### To be done
Each entry below is to be printed verbatim.

====

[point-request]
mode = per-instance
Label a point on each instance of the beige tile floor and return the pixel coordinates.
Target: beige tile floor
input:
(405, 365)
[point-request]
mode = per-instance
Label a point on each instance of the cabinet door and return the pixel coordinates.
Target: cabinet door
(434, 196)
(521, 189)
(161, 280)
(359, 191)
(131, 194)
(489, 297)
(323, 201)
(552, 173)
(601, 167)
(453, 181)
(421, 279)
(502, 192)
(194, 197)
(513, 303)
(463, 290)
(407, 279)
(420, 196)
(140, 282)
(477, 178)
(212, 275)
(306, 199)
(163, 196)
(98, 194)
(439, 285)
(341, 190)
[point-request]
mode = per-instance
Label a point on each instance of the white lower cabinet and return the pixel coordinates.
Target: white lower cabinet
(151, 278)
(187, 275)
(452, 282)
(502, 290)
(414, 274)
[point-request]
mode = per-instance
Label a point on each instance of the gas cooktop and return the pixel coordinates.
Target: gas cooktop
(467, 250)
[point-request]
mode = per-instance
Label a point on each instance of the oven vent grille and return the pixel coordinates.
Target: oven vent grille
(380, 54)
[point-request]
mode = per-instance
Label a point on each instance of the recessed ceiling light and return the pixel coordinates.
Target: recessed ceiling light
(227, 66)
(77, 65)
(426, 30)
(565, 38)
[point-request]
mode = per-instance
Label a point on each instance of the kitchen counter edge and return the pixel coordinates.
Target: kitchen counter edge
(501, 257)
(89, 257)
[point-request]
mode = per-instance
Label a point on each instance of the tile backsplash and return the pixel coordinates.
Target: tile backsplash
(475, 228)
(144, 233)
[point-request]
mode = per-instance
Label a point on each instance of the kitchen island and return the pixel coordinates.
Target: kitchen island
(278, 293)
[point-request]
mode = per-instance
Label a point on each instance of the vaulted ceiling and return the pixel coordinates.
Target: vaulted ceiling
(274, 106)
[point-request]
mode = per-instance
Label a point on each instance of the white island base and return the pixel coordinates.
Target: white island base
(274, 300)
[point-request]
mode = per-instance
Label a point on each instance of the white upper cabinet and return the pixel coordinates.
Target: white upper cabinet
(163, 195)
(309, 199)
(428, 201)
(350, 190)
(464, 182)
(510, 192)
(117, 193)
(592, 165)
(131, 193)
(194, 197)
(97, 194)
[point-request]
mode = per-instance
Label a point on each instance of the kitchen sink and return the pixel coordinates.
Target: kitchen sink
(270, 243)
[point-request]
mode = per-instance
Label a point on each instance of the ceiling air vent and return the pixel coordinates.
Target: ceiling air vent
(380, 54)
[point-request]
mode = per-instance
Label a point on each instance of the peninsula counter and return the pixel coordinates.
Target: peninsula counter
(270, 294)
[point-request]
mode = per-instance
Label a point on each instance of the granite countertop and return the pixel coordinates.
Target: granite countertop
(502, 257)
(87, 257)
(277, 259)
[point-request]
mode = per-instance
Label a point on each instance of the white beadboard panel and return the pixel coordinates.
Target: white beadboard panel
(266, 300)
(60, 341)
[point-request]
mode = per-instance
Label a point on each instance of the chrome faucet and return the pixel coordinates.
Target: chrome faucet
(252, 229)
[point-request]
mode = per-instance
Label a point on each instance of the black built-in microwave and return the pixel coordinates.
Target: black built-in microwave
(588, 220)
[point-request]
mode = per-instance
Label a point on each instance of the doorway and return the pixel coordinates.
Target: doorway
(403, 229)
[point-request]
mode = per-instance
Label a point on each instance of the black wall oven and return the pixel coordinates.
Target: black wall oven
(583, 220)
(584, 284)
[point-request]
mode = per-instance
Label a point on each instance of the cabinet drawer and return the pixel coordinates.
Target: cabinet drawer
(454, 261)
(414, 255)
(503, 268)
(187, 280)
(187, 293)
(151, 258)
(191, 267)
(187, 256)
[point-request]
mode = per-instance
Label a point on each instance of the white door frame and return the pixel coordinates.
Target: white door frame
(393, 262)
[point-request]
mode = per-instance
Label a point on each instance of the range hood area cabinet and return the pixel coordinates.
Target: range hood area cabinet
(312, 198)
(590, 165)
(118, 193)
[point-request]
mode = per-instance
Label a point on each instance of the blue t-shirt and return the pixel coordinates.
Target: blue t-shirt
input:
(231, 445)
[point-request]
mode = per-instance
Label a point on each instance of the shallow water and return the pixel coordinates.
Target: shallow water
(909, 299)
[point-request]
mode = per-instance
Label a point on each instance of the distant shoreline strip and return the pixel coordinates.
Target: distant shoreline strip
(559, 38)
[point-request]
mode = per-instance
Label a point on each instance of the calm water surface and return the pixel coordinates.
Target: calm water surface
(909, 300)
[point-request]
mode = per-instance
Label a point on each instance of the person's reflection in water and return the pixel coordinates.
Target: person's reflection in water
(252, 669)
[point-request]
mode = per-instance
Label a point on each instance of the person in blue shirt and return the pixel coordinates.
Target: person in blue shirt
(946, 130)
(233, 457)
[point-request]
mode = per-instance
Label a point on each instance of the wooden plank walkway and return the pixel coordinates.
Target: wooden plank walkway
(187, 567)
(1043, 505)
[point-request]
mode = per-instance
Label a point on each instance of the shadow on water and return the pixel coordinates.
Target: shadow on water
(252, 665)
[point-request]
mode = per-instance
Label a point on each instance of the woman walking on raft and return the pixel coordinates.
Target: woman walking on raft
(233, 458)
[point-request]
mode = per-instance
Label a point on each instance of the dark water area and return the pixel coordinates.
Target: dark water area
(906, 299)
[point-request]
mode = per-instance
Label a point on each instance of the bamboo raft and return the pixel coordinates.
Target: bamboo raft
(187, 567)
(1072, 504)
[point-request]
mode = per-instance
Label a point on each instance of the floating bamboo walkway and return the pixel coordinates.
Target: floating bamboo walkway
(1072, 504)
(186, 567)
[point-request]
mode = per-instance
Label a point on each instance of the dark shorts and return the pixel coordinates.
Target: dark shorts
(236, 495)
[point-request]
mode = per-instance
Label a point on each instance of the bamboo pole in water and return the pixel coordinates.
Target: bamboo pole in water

====

### The result
[point-request]
mode = per-instance
Label a point on each instance of the beige tile floor and return the pixel coordinates.
Target: beige tile floor
input:
(405, 365)
[point-request]
mode = per-instance
Label a point on each instance of the cabinet door and return the pixel coordinates.
Target: cabinet door
(434, 196)
(521, 189)
(161, 280)
(359, 191)
(131, 194)
(489, 297)
(323, 201)
(552, 173)
(601, 167)
(453, 181)
(421, 279)
(502, 192)
(194, 197)
(513, 303)
(463, 290)
(407, 279)
(420, 196)
(140, 282)
(477, 178)
(212, 275)
(306, 199)
(163, 196)
(98, 194)
(439, 285)
(341, 190)
[point-request]
mode = per-instance
Label a point on each instance of the white lower cabinet and return the pixel coordinates.
Target: white lower cabinet
(151, 278)
(187, 275)
(452, 282)
(502, 290)
(414, 274)
[point-request]
mode = per-instance
Label a point on each instance of the gas cooktop and return the pixel coordinates.
Target: gas cooktop
(467, 250)
[point-request]
mode = per-instance
Label a point on each instance of the oven vent grille and return the pixel coordinates.
Target: oven vent grille
(380, 54)
[point-request]
mode = per-instance
Label a point on each instance of the recessed ceiling light and return the pixel coordinates.
Target: recessed ceiling light
(227, 66)
(77, 65)
(426, 30)
(565, 38)
[point-request]
mode = per-instance
Label a point on each instance of the kitchen counter edge and return the pixel coordinates.
Target: kitchen counter edge
(501, 257)
(89, 257)
[point-request]
mode = per-instance
Label a point on each instance of the tile backsplash and return the pixel coordinates.
Target: tile backsplash
(475, 228)
(144, 233)
[point-request]
mode = per-instance
Label a point on each instance of the kitchen island and return the pixel coordinates.
Target: kitchen island
(278, 293)
[point-request]
mode = per-instance
Label a point on each instance of the vaulted ceiling and return the pixel coordinates.
Target: vaulted ceiling
(274, 106)
[point-request]
mode = per-instance
Label a point on each instance of the white island base and return the pixel coordinates.
Target: white island base
(274, 300)
[point-request]
mode = per-instance
Label a point on each instance of the white upper cabinet and return the pixel coordinates.
Target: white upper cabinet
(163, 195)
(309, 199)
(428, 201)
(350, 190)
(464, 182)
(510, 192)
(117, 193)
(592, 165)
(131, 193)
(194, 197)
(97, 194)
[point-request]
mode = per-instance
Label a point on each instance of the kitchen sink and return the pixel coordinates.
Target: kitchen sink
(270, 243)
[point-request]
mode = per-instance
Label a point on each instance of the ceiling air vent and return the pixel coordinates.
Target: ceiling air vent
(380, 54)
[point-request]
mode = per-instance
Label a point on each instance of the peninsula counter and return the pixel coordinates.
Target: peninsula counter
(270, 294)
[point-request]
mode = per-instance
Label a point on each instance of the granite countertop and return the pixel coordinates.
Target: granite countertop
(502, 257)
(87, 257)
(277, 259)
[point-request]
mode = per-instance
Label a point on each instance of the white beadboard panel and return the pixel coordinates.
Target: white beadboard panel
(266, 300)
(60, 341)
[point-request]
mode = per-instance
Label a point on each instance of the chrome faucet and return the pixel coordinates.
Target: chrome faucet
(252, 229)
[point-request]
mode = per-instance
Label a point on each instance of the black built-in microwave and return the pixel coordinates.
Target: black built-in microwave
(588, 220)
[point-request]
mode = per-instance
Label a point on each instance of the doorway and return the pixel coordinates.
Target: doorway
(403, 229)
[point-request]
mode = per-instance
Label a point on each instance of the black wall oven and return the pixel coordinates.
Target: black wall oven
(583, 220)
(584, 284)
[point-request]
mode = per-instance
Label a point on each instance of the cabinet drawer and return the pixel coordinates.
Target: cabinet drawer
(454, 261)
(414, 255)
(503, 268)
(187, 280)
(187, 293)
(151, 258)
(191, 267)
(187, 256)
[point-request]
mode = per-instance
Label a point on each instance of the white door frame and return the pixel coordinates.
Target: white door frame
(393, 262)
[point-request]
mode = per-instance
Label a point on each instance of the range hood area cabinet and return the pixel coordinates.
Target: range hood area cabinet
(312, 198)
(590, 165)
(118, 193)
[point-request]
mode = per-instance
Label a point on each instance of the blue t-shirt and return the pixel coordinates.
Target: blue t-shirt
input:
(231, 445)
[point-request]
mode = per-instance
Label a point on each instance of the shallow water and return the pixel coordinates.
Target: shallow water
(909, 299)
[point-request]
mode = per-instance
Label a point on each instance of the distant shoreline strip and return the pixel coordinates.
Target: distant shoreline strip
(559, 38)
[point-request]
mode = per-instance
Label a point on each instance of the calm water surface and return the pixel coordinates.
Target: calm water surface
(909, 300)
[point-request]
mode = per-instance
Label a point on each instance of the person's reflection in water and return the pixel coordinates.
Target: person's reflection in water
(252, 669)
[point-request]
mode = per-instance
Label a point on each instance of the person in blue shirt and return the pixel coordinates.
Target: person in blue shirt
(946, 130)
(233, 457)
[point-request]
mode = per-instance
Label a point on each instance of the wooden plank walkway and return the pixel coordinates.
Target: wooden plank walkway
(187, 567)
(1043, 505)
[point-request]
mode = per-instance
Label a point on each instance of the shadow on water and return the pixel coordinates.
Target: shadow on water
(252, 665)
[point-request]
mode = per-instance
Label a point on each instance of the woman walking on raft and return the pixel coordinates.
Target: woman walking on raft
(233, 458)
[point-request]
mode = per-instance
Label a point on each instance of the dark water area and return the pixel coordinates.
Target: dark water area
(906, 299)
[point-request]
mode = per-instance
Label a point on each instance of the bamboo raft and return the pixel coordinates.
Target: bamboo raft
(187, 567)
(1072, 504)
[point-request]
mode = per-instance
Label a point on each instance of the floating bamboo walkway and return the pixel coordinates.
Target: floating bamboo walkway
(1072, 504)
(186, 567)
[point-request]
mode = per-instance
Label a point on each instance of the dark shorts and return the pixel coordinates.
Target: dark shorts
(236, 495)
[point-request]
mode = per-instance
Label a point on each instance of the bamboo pole in water and return the pixel coordinates.
Target: bamboo pole in water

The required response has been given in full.